THE REQUEST: Pick out and copy every line of the items below that contains the word "jacket", counting uppercase and lowercase letters as different.

☆ ☆ ☆ ☆

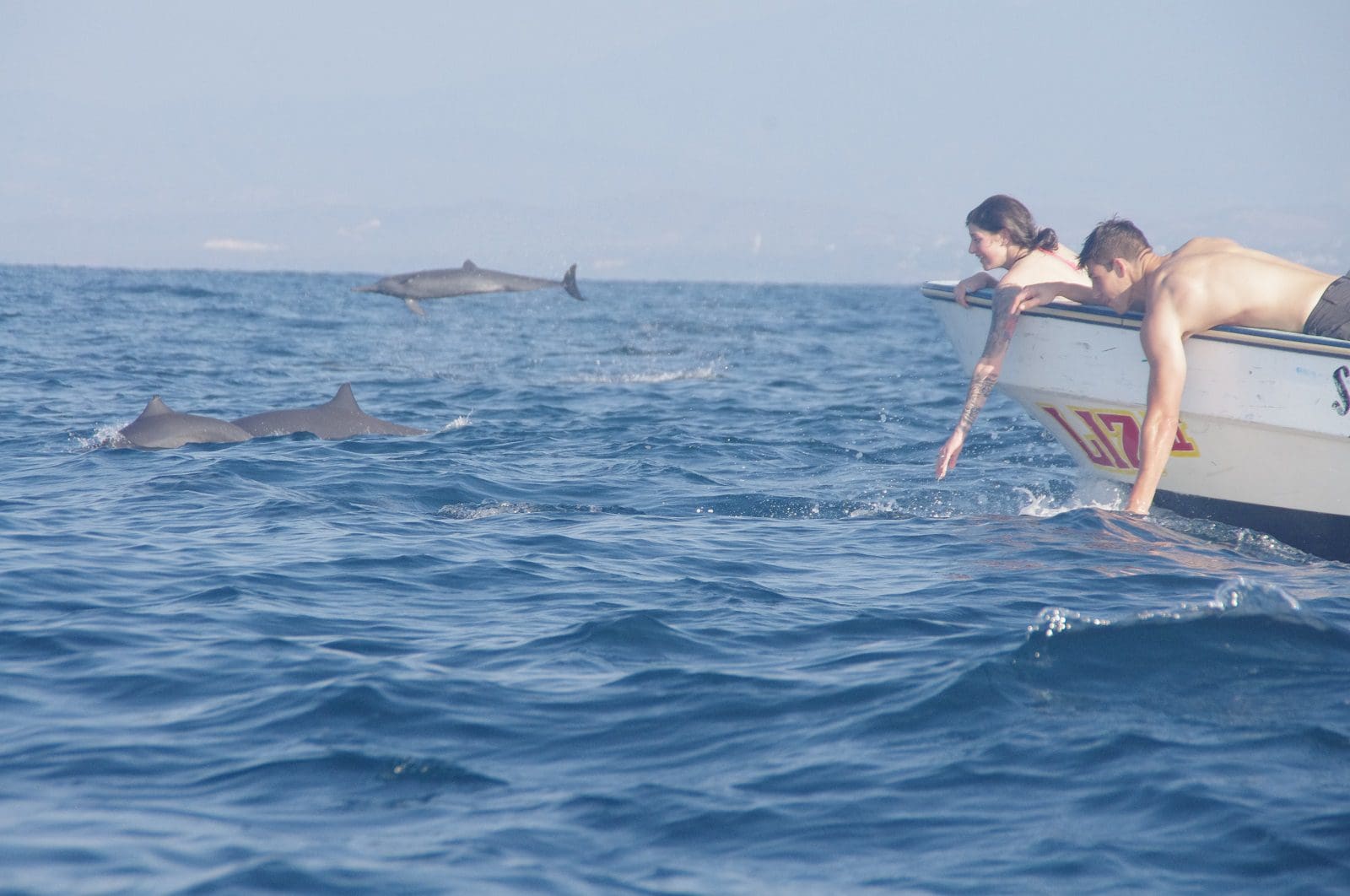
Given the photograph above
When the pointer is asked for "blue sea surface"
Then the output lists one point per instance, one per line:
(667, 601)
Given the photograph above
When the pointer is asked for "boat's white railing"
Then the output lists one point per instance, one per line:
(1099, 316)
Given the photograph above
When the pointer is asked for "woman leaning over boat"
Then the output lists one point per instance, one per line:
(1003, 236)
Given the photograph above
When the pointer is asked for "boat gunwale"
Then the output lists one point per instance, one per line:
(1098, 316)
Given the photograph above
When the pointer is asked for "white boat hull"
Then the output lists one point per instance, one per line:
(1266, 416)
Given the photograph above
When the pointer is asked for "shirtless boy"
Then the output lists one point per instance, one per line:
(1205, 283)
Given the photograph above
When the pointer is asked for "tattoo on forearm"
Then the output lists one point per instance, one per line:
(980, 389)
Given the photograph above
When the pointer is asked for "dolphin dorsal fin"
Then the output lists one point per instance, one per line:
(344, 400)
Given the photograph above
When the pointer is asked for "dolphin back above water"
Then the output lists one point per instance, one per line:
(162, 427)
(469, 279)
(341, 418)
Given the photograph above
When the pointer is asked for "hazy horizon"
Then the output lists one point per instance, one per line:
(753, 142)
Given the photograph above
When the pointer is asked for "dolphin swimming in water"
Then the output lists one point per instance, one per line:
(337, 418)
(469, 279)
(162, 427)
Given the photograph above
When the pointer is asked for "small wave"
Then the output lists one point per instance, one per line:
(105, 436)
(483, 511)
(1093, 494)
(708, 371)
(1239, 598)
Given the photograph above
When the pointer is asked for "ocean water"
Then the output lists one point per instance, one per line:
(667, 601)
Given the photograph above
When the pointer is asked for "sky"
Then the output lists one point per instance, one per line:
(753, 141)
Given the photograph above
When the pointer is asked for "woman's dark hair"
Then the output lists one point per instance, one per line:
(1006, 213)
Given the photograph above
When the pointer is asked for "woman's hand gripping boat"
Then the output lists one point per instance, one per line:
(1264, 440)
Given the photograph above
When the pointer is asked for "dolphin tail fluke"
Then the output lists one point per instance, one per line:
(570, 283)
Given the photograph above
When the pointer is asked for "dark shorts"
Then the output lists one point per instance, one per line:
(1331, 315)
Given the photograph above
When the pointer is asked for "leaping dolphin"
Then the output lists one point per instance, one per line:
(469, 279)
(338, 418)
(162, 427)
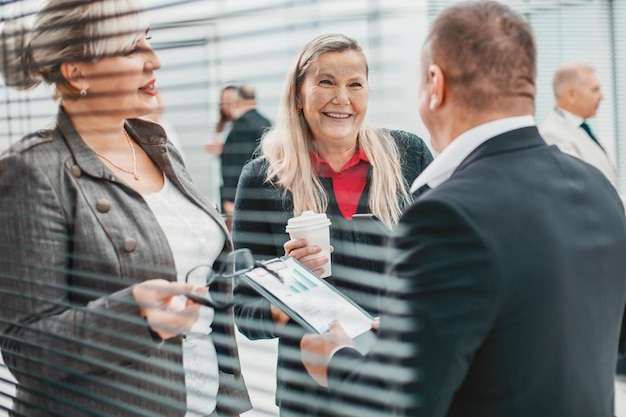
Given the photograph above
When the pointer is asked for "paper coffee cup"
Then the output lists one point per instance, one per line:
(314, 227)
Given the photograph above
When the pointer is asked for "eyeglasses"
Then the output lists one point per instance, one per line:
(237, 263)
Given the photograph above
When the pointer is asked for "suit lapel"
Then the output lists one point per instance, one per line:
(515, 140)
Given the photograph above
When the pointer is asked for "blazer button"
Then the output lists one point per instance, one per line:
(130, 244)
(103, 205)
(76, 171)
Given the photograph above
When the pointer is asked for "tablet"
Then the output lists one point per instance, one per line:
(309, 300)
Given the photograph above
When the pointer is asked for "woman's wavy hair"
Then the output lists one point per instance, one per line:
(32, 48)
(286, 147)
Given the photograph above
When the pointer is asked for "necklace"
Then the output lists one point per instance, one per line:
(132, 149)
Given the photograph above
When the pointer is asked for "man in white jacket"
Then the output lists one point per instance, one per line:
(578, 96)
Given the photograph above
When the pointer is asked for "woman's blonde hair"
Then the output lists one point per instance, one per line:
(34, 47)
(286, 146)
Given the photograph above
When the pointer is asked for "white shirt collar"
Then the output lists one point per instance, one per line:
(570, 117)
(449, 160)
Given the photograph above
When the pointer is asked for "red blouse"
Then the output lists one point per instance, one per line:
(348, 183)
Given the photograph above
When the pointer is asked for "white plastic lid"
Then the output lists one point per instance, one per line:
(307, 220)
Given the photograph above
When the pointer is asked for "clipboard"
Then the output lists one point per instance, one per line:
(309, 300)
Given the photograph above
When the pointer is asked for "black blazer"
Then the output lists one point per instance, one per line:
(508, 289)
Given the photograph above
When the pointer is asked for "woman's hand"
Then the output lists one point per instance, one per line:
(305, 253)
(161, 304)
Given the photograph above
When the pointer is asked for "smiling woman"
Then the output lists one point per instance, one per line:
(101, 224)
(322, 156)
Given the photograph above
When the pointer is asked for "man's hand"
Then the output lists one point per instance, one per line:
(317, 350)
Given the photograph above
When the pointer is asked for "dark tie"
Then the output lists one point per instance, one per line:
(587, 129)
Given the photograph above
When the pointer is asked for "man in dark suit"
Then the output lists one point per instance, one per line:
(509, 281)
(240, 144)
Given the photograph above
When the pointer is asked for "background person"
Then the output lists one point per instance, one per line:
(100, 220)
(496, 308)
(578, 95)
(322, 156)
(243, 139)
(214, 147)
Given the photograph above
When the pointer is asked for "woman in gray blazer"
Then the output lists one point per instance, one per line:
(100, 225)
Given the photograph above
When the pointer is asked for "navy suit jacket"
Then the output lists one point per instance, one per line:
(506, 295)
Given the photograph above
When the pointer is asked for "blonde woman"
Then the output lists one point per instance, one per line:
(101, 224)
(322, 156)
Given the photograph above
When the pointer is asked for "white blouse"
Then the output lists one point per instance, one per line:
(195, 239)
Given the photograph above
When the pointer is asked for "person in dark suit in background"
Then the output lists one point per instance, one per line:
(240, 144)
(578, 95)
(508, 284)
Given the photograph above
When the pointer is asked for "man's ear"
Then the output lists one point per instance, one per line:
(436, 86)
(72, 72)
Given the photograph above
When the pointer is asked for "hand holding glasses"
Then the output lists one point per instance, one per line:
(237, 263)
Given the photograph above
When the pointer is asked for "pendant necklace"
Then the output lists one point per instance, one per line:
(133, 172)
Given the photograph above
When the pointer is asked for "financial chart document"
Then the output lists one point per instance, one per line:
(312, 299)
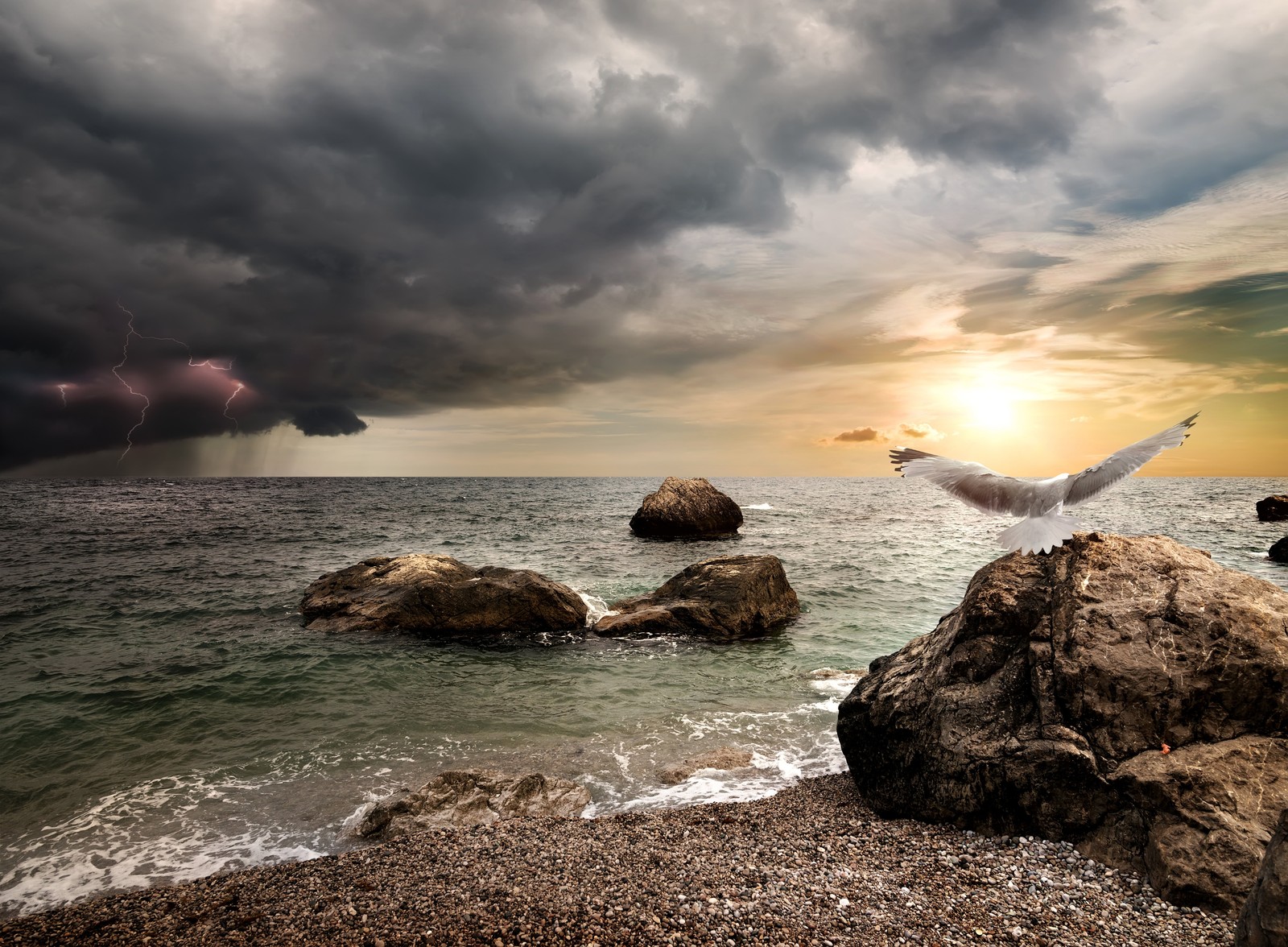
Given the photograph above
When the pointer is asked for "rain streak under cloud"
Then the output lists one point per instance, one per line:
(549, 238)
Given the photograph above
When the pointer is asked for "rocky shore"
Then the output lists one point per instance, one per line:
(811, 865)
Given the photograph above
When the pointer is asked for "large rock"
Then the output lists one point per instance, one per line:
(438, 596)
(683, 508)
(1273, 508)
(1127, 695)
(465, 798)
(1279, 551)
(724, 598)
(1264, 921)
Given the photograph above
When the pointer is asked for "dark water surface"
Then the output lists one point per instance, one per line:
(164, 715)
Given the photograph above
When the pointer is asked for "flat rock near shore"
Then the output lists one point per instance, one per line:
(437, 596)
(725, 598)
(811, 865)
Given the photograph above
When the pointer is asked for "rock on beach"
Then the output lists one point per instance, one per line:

☆ ☆ ☆ ☆

THE COMPLETED TASK:
When the pointer is asked for "man in white jacket"
When the pointer is asked for "navy suit jacket"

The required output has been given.